REQUIRED ACTION:
Continue the GitHub thread below about the out-of-memory error during chatbot training, picking up after its last line.

SOURCE TEXT:
• • • • • • •
Closed hanfeisun closed 6 years ago
I run the training for scotus.bz2
data by typing in python train.py
. The program is run on AWS p2.8xlarge instance (12 GB GPU memory per GPU).
And it throws the following exception
Limit: 11330676327
InUse: 11035230976
MaxInUse: 11038110976
NumAllocs: 10139
MaxAllocSize: 71999744
W tensorflow/core/common_runtime/bfc_allocator.cc:274] ****************************************************************************************************
W tensorflow/core/common_runtime/bfc_allocator.cc:275] Ran out of memory trying to allocate 34.33MiB. See logs for memory state.
W tensorflow/core/framework/op_kernel.cc:975] Resource exhausted: OOM when allocating tensor with shape[3000,3000]
Not a direct answer to your issue, but I don't think this lib is parallelized over multiple GPUs (so a p2.8xlarge is just the same as a p2.xlarge)
On Tue, Mar 14, 2017 at 9:57 PM Hanfei Sun notifications@github.com wrote:
I run the training for scotus.bz2 data by typing in python train.py. The program is run on AWS p2.8xlarge instance (12 GB GPU memory per GPU).
And it throws the following exception
Limit: 11330676327 InUse: 11035230976 MaxInUse: 11038110976 NumAllocs: 10139 MaxAllocSize: 71999744
W tensorflow/core/common_runtime/bfc_allocator.cc:274] **** W tensorflow/core/common_runtime/bfc_allocator.cc:275] Ran out of memory trying to allocate 34.33MiB. See logs for memory state. W tensorflow/core/framework/op_kernel.cc:975] Resource exhausted: OOM when allocating tensor with shape[3000,3000]
— You are receiving this because you are subscribed to this thread. Reply to this email directly, view it on GitHub https://github.com/pender/chatbot-rnn/issues/9#issuecomment-286557712, or mute the thread https://github.com/notifications/unsubscribe-auth/AAT7sR8UnLXJPImpsyjJ0VTP5wUL6jp7ks5rlv84gaJpZM4MdAzS .
• • • • • • •
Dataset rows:

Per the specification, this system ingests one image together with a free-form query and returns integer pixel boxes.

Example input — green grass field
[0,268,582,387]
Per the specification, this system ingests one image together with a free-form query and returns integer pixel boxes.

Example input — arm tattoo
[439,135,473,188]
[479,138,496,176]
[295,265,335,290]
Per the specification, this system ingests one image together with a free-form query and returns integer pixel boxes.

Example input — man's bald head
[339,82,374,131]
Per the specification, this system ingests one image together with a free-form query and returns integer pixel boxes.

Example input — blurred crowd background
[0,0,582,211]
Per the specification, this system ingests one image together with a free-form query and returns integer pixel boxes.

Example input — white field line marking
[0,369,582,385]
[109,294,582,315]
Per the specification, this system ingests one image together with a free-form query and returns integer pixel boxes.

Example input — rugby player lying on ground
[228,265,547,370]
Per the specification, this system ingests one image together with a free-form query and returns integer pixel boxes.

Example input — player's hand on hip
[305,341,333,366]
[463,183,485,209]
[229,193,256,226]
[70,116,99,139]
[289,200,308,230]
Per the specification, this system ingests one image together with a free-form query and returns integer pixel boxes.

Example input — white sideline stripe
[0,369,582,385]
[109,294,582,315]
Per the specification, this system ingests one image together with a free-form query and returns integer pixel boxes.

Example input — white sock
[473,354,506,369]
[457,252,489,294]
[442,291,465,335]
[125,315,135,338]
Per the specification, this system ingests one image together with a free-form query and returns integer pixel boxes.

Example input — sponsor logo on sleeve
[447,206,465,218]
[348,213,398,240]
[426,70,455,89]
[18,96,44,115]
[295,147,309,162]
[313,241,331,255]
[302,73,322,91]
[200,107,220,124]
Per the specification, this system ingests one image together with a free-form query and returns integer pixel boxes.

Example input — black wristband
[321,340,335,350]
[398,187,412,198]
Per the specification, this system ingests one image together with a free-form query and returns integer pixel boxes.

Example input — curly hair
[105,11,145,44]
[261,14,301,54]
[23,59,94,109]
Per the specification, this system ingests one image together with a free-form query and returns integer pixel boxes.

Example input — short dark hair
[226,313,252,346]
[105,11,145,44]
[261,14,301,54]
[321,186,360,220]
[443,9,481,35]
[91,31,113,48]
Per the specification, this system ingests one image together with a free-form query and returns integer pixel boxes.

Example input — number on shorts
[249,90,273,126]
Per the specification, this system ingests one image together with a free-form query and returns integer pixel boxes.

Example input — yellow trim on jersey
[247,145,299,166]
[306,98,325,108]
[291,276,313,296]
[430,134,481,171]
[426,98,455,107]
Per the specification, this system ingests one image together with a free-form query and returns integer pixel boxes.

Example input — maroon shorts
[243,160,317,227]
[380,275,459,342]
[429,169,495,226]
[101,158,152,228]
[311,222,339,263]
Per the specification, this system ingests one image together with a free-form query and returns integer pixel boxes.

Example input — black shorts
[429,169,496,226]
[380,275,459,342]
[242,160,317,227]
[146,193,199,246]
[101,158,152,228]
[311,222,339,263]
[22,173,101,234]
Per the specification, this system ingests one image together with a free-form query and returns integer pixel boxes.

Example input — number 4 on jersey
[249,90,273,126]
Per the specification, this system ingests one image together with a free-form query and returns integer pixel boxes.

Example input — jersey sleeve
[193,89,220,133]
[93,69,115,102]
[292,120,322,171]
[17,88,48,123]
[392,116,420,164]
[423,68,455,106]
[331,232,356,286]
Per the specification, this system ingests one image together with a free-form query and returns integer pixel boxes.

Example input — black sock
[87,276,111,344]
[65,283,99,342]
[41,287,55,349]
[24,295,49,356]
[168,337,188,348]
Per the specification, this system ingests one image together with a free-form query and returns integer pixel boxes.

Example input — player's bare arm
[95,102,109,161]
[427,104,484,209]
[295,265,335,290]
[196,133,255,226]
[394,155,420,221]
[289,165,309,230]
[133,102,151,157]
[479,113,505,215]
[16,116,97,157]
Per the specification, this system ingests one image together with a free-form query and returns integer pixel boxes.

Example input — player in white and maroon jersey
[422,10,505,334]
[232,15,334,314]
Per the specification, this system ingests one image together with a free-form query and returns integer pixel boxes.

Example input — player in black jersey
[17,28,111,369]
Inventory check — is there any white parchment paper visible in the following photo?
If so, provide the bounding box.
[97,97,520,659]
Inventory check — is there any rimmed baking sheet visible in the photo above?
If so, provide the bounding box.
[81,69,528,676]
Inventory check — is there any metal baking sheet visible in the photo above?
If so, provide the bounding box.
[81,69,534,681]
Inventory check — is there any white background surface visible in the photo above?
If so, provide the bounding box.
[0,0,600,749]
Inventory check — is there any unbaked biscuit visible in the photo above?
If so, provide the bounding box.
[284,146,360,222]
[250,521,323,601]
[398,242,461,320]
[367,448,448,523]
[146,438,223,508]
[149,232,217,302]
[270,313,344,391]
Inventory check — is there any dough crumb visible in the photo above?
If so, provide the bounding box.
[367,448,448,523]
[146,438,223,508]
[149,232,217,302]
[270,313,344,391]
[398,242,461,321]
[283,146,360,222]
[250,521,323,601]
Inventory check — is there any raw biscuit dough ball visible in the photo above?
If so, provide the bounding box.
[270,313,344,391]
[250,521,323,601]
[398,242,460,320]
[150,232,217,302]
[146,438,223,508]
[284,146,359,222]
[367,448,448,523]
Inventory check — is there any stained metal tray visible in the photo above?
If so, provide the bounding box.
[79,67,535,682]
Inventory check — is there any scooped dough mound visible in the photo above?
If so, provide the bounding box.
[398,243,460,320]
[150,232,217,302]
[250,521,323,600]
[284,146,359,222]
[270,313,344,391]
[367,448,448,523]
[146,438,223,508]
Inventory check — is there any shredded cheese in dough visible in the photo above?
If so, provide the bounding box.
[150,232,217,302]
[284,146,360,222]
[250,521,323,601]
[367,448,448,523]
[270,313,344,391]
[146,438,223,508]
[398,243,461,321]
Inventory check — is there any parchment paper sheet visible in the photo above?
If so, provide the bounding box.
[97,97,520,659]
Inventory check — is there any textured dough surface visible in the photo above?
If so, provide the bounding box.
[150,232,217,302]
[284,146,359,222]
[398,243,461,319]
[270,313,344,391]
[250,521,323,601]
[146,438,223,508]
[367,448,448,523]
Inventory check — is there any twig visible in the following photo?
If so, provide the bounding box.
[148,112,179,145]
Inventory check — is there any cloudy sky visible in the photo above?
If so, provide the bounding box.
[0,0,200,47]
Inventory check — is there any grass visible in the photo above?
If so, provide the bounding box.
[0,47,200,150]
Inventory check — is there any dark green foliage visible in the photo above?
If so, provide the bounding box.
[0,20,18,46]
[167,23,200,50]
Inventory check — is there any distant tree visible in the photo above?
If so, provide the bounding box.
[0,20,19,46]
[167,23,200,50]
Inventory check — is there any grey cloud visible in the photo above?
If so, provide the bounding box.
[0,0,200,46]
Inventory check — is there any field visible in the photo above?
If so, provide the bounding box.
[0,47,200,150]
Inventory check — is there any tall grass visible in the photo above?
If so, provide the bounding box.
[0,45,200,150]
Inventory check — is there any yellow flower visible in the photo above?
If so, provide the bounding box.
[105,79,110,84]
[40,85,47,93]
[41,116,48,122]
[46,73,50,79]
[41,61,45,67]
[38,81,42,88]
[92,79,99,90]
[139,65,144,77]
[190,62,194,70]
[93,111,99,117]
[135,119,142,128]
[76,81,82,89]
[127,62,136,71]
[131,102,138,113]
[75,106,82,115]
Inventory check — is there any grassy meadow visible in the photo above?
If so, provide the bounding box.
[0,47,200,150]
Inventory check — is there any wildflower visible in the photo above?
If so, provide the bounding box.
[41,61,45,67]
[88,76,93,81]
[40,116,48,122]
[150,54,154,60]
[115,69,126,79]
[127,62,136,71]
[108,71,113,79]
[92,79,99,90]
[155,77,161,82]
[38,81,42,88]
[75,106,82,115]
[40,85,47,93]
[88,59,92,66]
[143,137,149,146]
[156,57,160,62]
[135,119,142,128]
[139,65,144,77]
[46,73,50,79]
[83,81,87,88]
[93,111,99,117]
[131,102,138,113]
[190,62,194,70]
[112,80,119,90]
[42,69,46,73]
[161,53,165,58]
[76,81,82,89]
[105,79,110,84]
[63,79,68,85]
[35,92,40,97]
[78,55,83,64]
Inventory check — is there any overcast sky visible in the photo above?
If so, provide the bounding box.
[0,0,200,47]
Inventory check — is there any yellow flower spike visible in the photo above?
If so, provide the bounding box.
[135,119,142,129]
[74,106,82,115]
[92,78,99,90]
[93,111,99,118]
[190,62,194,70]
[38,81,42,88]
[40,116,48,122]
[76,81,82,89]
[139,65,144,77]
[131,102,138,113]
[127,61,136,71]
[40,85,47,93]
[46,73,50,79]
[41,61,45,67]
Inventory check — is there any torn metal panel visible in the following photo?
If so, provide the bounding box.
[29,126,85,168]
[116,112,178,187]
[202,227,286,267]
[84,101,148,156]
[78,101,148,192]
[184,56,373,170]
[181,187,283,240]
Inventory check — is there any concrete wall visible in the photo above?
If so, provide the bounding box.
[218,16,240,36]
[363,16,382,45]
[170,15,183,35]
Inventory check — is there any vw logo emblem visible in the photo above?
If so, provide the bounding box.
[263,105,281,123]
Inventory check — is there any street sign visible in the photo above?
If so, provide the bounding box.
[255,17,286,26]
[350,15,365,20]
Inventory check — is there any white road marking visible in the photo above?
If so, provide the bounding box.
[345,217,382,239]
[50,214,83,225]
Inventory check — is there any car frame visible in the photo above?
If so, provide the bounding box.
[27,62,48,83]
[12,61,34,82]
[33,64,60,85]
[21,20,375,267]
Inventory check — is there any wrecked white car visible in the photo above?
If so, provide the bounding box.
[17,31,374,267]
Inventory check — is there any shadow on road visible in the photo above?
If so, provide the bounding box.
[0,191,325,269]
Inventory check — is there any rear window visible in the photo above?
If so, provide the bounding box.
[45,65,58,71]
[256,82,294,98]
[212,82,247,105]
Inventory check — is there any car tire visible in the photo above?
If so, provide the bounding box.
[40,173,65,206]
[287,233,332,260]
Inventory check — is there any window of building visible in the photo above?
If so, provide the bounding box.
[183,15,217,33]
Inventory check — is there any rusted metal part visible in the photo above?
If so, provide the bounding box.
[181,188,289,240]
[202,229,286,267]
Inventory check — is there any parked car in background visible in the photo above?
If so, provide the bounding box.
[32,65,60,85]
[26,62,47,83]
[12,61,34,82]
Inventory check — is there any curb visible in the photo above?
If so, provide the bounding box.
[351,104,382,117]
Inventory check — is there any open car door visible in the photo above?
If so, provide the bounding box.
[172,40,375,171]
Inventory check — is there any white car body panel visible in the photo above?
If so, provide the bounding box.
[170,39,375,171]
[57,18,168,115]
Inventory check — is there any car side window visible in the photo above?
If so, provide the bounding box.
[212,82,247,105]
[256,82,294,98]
• • • • • • •
ANSWER SECTION:
@julien-c Thanks for the information! I used to think using p2.8xlarge can solve the issue.
When I set batch_size to 10, and rnn_size to 50, the Out Of Memory issue disappears.
It would be great if the default parameter could be set to fit a ordinary GPU's memory..
Default parameters are set to obtain the best global results that I could, pushing my GPU to the limit. It really makes a difference with a chatbot... char-rnn
is probably less sensitive to performance because it's not interactive, while the chatbot gets a lot more responsive and topical as performance improves.
I encountered the following error during the training stage.. Does anyone have ideas about this?